_WHAT THIS EXERCISE ASKS_
1. Can you repeat the passage of the US health reform report from "The Senate is" to "the GOP challenges." word for word?
2. Could you go on with the US health reform report, picking up after its last sentence?

_SOURCE PASSAGE_
Croakey’s Washington correspondent, Dr Lesley Russell, reports on the state of play with health reform in the US (this post was updated on 25 March):
“Yesterday President Obama signed into law the landmark health care reform bill that passed the House of Representatives on Sunday night. The ceremony included members of Congress, doctors and nurses and Americans representative of those who will benefit from the bill.
Although health care reform is not yet complete – the Senate must still act to pass the reconciliation package with the amendments to the original Senate bill – this alone is a significant accomplishment for Obama and congressional Democrats.
“We proved that this government – a government of the people and by the people – still works for the people,” said Obama on Sunday night after the legislation and the accompanying package of fixes were approved by the House. “This is what change looks like.”
The Senate is already at work on the House-passed revisions. Due to the use of the budget reconciliation process, debate will be limited to 20 hours and likely will end early Thursday (Washington time), leading to a series of votes on amendments that will have no time limit. The goal is said to be passage of the bill by Saturday, allowing senators to leave for the scheduled Easter break.
But Republicans are threatening to derail the process, with, they claim, “hundreds” of amendments aimed at both substance and process. If they are able to get the Senate parliamentarian to rule an aspect of the bill unfit for reconciliation, it would send the legislation back to the House. However to date the parliamentarian has rejected all the GOP challenges.

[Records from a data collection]
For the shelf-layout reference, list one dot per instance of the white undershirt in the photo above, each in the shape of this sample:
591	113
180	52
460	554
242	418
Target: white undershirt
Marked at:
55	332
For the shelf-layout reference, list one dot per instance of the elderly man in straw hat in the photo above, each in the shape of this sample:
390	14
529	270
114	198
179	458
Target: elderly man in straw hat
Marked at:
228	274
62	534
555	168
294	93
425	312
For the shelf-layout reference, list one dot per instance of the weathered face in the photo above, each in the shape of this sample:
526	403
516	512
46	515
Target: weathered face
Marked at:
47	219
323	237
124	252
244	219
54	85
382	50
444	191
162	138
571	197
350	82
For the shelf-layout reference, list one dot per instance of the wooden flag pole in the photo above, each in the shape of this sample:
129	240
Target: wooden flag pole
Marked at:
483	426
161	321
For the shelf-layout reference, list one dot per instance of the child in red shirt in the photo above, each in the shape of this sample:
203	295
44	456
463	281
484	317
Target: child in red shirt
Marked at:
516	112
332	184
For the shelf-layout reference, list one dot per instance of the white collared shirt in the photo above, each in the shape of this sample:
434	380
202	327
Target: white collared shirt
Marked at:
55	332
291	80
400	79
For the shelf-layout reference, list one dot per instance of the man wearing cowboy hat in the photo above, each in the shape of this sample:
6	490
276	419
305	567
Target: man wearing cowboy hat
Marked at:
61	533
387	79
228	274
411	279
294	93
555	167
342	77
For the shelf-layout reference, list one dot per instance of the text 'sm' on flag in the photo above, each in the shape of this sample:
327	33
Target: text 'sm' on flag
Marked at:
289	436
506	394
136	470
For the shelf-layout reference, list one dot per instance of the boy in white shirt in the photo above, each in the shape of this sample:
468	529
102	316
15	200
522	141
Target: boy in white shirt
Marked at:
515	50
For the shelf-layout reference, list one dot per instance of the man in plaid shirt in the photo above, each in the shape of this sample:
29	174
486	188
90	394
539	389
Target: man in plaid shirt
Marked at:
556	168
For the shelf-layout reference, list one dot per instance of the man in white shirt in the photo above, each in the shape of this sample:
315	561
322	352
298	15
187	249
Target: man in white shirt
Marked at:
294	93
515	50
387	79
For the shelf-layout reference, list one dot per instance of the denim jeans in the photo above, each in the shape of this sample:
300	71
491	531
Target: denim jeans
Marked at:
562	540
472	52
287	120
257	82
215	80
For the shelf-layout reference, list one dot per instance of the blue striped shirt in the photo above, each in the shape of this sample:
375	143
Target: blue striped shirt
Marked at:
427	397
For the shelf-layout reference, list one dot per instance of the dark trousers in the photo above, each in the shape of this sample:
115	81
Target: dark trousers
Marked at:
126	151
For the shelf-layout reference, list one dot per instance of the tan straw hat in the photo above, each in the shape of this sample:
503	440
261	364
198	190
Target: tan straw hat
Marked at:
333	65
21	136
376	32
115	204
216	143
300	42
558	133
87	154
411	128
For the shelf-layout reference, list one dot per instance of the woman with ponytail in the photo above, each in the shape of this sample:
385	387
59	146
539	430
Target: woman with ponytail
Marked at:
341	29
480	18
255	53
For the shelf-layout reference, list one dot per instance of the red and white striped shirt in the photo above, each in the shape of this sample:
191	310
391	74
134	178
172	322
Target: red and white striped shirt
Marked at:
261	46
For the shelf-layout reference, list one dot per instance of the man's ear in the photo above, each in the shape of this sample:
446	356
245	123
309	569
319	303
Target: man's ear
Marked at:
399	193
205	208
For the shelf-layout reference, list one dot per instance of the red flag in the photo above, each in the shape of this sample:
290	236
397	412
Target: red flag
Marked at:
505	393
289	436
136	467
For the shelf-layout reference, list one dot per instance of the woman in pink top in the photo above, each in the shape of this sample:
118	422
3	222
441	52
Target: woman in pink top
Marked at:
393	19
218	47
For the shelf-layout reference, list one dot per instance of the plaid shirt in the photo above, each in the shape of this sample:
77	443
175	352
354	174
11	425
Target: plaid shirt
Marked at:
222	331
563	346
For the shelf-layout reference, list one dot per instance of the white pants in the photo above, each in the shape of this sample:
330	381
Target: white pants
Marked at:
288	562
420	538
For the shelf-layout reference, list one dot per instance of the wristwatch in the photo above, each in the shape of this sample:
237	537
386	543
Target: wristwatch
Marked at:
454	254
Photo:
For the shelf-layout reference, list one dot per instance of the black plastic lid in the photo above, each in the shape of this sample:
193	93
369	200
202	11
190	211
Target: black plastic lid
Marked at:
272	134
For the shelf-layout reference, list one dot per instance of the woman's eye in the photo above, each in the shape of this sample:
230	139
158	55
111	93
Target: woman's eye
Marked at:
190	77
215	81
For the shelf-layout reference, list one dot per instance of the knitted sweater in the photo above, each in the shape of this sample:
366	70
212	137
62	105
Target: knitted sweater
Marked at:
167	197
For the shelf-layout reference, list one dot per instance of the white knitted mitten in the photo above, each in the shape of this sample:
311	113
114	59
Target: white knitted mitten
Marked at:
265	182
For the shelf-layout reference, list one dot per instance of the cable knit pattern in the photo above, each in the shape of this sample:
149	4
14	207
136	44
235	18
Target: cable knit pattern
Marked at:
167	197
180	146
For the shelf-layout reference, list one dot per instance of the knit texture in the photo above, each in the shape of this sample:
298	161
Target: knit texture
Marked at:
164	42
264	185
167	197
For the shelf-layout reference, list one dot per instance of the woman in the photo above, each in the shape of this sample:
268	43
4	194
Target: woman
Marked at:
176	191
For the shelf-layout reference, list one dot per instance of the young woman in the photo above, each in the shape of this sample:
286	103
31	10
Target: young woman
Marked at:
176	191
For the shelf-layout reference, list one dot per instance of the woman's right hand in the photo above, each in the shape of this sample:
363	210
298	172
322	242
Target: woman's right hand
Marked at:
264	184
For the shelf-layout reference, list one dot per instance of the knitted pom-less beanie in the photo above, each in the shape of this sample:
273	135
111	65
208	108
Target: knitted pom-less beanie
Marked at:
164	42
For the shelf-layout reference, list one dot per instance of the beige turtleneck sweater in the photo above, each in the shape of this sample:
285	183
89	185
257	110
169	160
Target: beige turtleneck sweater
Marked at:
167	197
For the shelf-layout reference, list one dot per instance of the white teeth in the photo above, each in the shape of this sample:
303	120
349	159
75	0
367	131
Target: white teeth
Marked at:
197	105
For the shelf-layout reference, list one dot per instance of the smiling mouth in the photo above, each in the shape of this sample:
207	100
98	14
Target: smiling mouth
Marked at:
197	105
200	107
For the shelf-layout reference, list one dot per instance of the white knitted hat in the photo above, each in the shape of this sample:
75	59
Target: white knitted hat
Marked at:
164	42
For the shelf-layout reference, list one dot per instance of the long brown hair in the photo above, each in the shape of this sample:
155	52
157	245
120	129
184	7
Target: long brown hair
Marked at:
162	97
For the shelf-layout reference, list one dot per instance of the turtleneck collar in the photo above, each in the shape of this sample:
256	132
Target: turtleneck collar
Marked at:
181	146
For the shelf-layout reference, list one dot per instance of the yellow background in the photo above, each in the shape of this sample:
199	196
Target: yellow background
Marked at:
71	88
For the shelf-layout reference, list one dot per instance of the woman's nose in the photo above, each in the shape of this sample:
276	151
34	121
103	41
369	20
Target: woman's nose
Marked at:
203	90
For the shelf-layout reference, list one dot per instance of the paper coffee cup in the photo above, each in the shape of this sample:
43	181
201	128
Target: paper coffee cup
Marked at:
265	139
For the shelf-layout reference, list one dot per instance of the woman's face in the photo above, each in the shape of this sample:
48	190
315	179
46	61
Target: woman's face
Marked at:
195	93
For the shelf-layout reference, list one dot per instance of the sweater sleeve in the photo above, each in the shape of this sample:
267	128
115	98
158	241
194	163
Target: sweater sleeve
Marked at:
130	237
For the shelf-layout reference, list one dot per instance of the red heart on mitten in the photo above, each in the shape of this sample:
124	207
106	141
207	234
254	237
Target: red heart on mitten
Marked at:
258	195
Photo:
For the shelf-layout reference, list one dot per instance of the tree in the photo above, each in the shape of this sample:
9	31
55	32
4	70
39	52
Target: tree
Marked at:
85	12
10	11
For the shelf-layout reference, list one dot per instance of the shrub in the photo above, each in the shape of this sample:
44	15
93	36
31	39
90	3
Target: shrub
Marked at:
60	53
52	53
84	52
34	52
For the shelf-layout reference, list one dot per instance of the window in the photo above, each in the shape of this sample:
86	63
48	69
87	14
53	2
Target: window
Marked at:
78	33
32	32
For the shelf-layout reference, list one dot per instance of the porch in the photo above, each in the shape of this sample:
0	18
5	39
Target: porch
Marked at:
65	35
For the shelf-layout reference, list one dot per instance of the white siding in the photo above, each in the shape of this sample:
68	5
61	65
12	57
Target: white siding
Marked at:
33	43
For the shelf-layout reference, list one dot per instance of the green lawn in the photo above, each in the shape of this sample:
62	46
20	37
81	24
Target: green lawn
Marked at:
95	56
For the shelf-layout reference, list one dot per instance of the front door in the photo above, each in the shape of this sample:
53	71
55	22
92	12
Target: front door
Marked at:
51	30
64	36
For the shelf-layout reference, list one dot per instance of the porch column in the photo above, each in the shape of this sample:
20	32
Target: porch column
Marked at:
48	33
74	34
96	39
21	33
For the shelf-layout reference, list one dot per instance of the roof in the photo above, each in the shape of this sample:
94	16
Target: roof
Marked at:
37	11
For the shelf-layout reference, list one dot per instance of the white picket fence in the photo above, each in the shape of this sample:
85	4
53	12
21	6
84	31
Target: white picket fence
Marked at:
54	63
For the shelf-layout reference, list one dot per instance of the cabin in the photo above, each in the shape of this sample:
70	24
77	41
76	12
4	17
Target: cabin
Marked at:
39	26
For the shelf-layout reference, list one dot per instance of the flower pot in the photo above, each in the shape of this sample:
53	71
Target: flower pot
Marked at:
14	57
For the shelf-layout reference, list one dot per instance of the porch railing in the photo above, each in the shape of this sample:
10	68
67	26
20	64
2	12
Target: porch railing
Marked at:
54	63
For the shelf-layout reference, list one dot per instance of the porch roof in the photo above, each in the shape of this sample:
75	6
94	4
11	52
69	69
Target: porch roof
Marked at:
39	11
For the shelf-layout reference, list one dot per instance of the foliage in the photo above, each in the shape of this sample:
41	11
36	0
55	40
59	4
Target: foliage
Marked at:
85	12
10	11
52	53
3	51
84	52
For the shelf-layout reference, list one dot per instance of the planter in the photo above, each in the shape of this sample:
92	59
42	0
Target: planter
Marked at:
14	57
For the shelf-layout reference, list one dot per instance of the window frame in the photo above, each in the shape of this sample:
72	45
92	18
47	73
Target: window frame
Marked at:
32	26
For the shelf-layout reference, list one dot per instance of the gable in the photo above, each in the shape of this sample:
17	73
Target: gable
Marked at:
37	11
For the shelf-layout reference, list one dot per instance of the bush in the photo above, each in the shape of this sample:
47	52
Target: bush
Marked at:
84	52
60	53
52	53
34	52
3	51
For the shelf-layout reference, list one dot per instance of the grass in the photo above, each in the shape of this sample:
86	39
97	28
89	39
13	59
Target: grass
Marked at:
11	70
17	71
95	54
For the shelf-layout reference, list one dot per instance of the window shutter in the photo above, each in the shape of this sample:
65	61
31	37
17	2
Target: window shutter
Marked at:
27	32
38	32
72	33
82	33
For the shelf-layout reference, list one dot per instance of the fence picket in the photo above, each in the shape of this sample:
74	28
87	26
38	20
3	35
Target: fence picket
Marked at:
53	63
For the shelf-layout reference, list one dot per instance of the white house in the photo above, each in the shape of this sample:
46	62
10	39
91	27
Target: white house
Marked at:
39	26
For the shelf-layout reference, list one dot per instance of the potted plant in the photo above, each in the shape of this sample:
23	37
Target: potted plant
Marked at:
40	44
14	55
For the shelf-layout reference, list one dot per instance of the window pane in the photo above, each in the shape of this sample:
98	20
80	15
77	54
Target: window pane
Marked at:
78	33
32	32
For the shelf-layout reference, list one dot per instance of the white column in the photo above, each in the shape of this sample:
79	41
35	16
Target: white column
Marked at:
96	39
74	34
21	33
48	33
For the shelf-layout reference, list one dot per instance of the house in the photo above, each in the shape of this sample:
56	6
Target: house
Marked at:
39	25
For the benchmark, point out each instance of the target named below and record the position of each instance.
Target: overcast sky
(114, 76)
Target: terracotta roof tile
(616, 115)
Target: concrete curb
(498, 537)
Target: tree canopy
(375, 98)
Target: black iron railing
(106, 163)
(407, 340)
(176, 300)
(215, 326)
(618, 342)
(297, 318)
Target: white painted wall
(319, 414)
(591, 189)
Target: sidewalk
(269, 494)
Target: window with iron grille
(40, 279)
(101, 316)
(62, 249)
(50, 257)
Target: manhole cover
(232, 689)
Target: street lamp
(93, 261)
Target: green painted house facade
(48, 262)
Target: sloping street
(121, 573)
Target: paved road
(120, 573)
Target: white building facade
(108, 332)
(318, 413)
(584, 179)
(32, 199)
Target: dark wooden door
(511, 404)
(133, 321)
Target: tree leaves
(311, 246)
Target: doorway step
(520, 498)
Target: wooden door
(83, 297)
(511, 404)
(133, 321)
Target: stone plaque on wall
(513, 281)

_ANSWERS PROVIDED_
1.
The Senate is already at work on the House-passed revisions. Due to the use of the budget reconciliation process, debate will be limited to 20 hours and likely will end early Thursday (Washington time), leading to a series of votes on amendments that will have no time limit. The goal is said to be passage of the bill by Saturday, allowing senators to leave for the scheduled Easter break.
But Republicans are threatening to derail the process, with, they claim, “hundreds” of amendments aimed at both substance and process. If they are able to get the Senate parliamentarian to rule an aspect of the bill unfit for reconciliation, it would send the legislation back to the House. However to date the parliamentarian has rejected all the GOP challenges.

2.
While the full reform package will not kick in before 2014, there are a number of benefits that will begin as soon as the reconciliation bill is signed. Within three months of the law taking effect, people who have been locked out of the insurance market because of a pre-existing condition would be eligible for subsidized coverage through a new high-risk insurance program. In six months, new insurance policies will have to permit adult children to stay on their parents’ policies until they turn 26. And small businesses with fewer than 25 employees and average annual wages of up to $50,000 will receive tax credits to offset the cost of buying insurance for their workers.
New rules for insurance companies will also take effect – all new plans will have to cover the full cost of preventive care, including annual physicals and children’s immunisations. Insurers won’t be able to require prior approval for patients who need to see gynecologists or go to the emergency room. There will also be bans on insurance companies dropping people from coverage when they get sick, from denying coverage to children with pre-existing conditions, and from placing lifetime caps on coverage.
For seniors, the bill will immediately expand the Medicare drug benefit and, effective July 1, provide a 50 percent discount on brand-name drugs for the low-income elderly. When the Senate passes the reconciliation bill, the gap known as the “doughnut hole” in Medicare prescription drug coverage will gradually be closed.
Meanwhile the right wing continues to freak out. Last Sunday, former Bush speechwriter David Frum declared that the passage of health care reform meant that conservatives and Republicans had “suffered their most crushing legislative defeat since the 1960s.” But Frum’s reflective thesis is being rejected by many Republicans. Senator John McCain declared in a media interview that “There will be no cooperation for the rest of the year. They [the Democrats] have poisoned the well in what they’ve done and how they’ve done it.” On his Fox News show, Glenn Beck compared reform to 9/11, Pearl Harbour, Chamberlain meeting Hitler and the Hindenburg disaster. House Minority Leader John Boehner claimed that reform was “armageddon”.
Republicans and conservatives are now promising to invalidate reform, launching efforts to repeal it legislatively and to challenge it in the courts. This issue is a long way from being over! But, a Gallop poll just in shows that 49 percent of Americans now think that health care reform is a good thing, compared to 40 percent who think that it is bad.”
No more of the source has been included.